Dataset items
========
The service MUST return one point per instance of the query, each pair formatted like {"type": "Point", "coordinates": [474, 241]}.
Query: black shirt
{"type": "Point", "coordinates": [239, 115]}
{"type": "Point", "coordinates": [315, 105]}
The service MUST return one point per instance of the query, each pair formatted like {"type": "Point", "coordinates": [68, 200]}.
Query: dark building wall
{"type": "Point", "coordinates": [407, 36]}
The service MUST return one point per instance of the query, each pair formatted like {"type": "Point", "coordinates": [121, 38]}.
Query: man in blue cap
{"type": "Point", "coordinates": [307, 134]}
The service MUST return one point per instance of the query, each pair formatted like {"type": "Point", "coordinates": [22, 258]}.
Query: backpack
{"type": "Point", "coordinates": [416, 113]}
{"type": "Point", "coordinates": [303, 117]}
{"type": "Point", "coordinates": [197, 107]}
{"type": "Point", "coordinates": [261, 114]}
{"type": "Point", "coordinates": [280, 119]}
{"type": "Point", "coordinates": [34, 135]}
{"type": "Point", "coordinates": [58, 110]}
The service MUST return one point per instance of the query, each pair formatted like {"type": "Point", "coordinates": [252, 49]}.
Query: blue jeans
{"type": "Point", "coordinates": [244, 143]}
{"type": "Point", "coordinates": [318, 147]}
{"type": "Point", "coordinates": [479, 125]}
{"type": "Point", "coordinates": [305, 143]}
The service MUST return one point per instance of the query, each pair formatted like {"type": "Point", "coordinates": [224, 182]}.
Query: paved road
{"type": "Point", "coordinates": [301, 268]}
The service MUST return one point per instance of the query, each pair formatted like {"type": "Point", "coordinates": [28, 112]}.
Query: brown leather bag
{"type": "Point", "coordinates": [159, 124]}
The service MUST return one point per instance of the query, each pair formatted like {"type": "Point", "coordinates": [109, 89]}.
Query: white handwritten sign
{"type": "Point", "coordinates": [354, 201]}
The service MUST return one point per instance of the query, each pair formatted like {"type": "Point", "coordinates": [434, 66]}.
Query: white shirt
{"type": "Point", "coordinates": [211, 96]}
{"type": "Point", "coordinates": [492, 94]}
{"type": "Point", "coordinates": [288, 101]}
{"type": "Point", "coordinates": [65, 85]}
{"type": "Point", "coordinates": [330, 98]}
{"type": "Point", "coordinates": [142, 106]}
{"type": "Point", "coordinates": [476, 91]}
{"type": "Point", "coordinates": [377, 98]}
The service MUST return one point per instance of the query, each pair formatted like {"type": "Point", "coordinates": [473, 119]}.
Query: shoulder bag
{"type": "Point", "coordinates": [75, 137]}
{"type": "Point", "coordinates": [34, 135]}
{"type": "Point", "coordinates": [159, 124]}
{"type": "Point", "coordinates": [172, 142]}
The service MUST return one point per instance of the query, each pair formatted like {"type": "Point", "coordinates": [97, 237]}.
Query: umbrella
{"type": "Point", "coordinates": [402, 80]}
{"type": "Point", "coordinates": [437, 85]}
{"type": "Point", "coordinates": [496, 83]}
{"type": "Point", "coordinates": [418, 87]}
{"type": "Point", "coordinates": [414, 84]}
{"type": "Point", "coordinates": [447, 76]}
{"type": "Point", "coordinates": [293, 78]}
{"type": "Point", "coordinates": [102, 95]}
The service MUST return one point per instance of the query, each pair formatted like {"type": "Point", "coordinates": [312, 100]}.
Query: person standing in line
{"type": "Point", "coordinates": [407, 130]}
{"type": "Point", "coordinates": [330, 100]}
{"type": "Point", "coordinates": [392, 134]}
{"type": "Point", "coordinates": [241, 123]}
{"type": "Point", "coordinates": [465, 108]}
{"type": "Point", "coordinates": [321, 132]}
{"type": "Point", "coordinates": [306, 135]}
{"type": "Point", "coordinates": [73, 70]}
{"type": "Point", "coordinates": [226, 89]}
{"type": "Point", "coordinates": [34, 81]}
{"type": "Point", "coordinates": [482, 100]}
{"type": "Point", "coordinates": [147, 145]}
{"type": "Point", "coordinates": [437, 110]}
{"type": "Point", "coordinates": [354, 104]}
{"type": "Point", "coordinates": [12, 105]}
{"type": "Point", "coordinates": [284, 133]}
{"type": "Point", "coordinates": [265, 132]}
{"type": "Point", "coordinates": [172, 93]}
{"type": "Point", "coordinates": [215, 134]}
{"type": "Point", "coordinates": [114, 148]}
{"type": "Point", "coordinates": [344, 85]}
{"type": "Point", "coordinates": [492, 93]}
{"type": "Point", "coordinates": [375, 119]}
========
Aim of the task: Each entry needs to be copied out exactly as written.

Completed exercise:
The service MUST return one point per instance of the query, each pair formatted like {"type": "Point", "coordinates": [474, 241]}.
Query: black shirt
{"type": "Point", "coordinates": [239, 115]}
{"type": "Point", "coordinates": [315, 105]}
The service MUST return one point per instance of the query, each pair formatted like {"type": "Point", "coordinates": [68, 200]}.
Query: dark building wall
{"type": "Point", "coordinates": [407, 36]}
The service MUST return one point per instance of the query, each pair formatted like {"type": "Point", "coordinates": [121, 38]}.
Query: man in blue cap
{"type": "Point", "coordinates": [307, 134]}
The service MUST return one point per instance of the query, each pair formatted like {"type": "Point", "coordinates": [22, 258]}.
Query: backpack
{"type": "Point", "coordinates": [416, 113]}
{"type": "Point", "coordinates": [303, 117]}
{"type": "Point", "coordinates": [197, 107]}
{"type": "Point", "coordinates": [261, 114]}
{"type": "Point", "coordinates": [280, 119]}
{"type": "Point", "coordinates": [34, 135]}
{"type": "Point", "coordinates": [58, 110]}
The service MUST return one point per instance of the query, each pair formatted like {"type": "Point", "coordinates": [252, 49]}.
Query: blue jeans
{"type": "Point", "coordinates": [244, 143]}
{"type": "Point", "coordinates": [318, 147]}
{"type": "Point", "coordinates": [479, 125]}
{"type": "Point", "coordinates": [305, 143]}
The service MUST return one point per instance of the query, each pair formatted like {"type": "Point", "coordinates": [224, 182]}.
Query: paved road
{"type": "Point", "coordinates": [301, 268]}
The service MUST return one point per instance of the query, each pair formatted like {"type": "Point", "coordinates": [28, 112]}.
Query: brown leather bag
{"type": "Point", "coordinates": [159, 124]}
The service MUST return one point per instance of the query, each pair formatted like {"type": "Point", "coordinates": [109, 89]}.
Query: white handwritten sign
{"type": "Point", "coordinates": [354, 201]}
The service MUST return one point per instance of the query, each pair formatted like {"type": "Point", "coordinates": [434, 66]}.
Query: white shirt
{"type": "Point", "coordinates": [211, 96]}
{"type": "Point", "coordinates": [492, 94]}
{"type": "Point", "coordinates": [288, 101]}
{"type": "Point", "coordinates": [65, 85]}
{"type": "Point", "coordinates": [330, 98]}
{"type": "Point", "coordinates": [142, 106]}
{"type": "Point", "coordinates": [476, 91]}
{"type": "Point", "coordinates": [377, 98]}
The service MUST return one point per instance of the query, each pair formatted like {"type": "Point", "coordinates": [473, 119]}.
Query: shoulder bag
{"type": "Point", "coordinates": [75, 137]}
{"type": "Point", "coordinates": [34, 135]}
{"type": "Point", "coordinates": [159, 124]}
{"type": "Point", "coordinates": [172, 142]}
The service MUST return one point per instance of the query, each pair formatted like {"type": "Point", "coordinates": [97, 237]}.
Query: umbrella
{"type": "Point", "coordinates": [402, 80]}
{"type": "Point", "coordinates": [437, 85]}
{"type": "Point", "coordinates": [496, 83]}
{"type": "Point", "coordinates": [418, 87]}
{"type": "Point", "coordinates": [414, 84]}
{"type": "Point", "coordinates": [447, 76]}
{"type": "Point", "coordinates": [293, 78]}
{"type": "Point", "coordinates": [102, 95]}
The service MUST return one point per instance of the query, each pair formatted like {"type": "Point", "coordinates": [312, 100]}.
Query: person standing in line
{"type": "Point", "coordinates": [407, 130]}
{"type": "Point", "coordinates": [330, 100]}
{"type": "Point", "coordinates": [392, 134]}
{"type": "Point", "coordinates": [241, 123]}
{"type": "Point", "coordinates": [465, 108]}
{"type": "Point", "coordinates": [321, 132]}
{"type": "Point", "coordinates": [306, 135]}
{"type": "Point", "coordinates": [73, 70]}
{"type": "Point", "coordinates": [226, 89]}
{"type": "Point", "coordinates": [34, 81]}
{"type": "Point", "coordinates": [482, 100]}
{"type": "Point", "coordinates": [147, 145]}
{"type": "Point", "coordinates": [437, 110]}
{"type": "Point", "coordinates": [354, 104]}
{"type": "Point", "coordinates": [12, 105]}
{"type": "Point", "coordinates": [284, 133]}
{"type": "Point", "coordinates": [265, 132]}
{"type": "Point", "coordinates": [172, 93]}
{"type": "Point", "coordinates": [215, 134]}
{"type": "Point", "coordinates": [114, 148]}
{"type": "Point", "coordinates": [344, 85]}
{"type": "Point", "coordinates": [492, 93]}
{"type": "Point", "coordinates": [375, 119]}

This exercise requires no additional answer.